The request
Set the following entries down again exactly, line by line.

Given records
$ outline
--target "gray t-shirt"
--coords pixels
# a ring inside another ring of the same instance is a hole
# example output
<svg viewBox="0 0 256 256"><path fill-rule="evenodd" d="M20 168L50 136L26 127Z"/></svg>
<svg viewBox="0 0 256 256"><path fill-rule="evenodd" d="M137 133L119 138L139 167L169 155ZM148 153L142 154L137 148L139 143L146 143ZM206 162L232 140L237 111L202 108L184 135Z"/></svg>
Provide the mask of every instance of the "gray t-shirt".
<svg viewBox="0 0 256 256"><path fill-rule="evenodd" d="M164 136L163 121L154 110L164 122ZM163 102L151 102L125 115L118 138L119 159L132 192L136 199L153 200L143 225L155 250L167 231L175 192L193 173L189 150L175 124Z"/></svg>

Right answer
$ outline
--target "gray t-shirt"
--coords pixels
# a ring inside another ring of the same instance is a hole
# example output
<svg viewBox="0 0 256 256"><path fill-rule="evenodd" d="M20 168L50 136L26 127Z"/></svg>
<svg viewBox="0 0 256 256"><path fill-rule="evenodd" d="M137 133L119 138L139 167L169 155ZM148 153L142 154L137 148L139 143L146 143ZM206 162L232 140L237 111L202 108L184 135Z"/></svg>
Provide the mask of every instance of the "gray t-shirt".
<svg viewBox="0 0 256 256"><path fill-rule="evenodd" d="M164 136L163 121L154 110L164 122ZM163 102L151 102L125 115L118 138L119 159L132 192L136 199L153 200L143 225L155 250L167 231L175 192L193 173L189 150L175 124Z"/></svg>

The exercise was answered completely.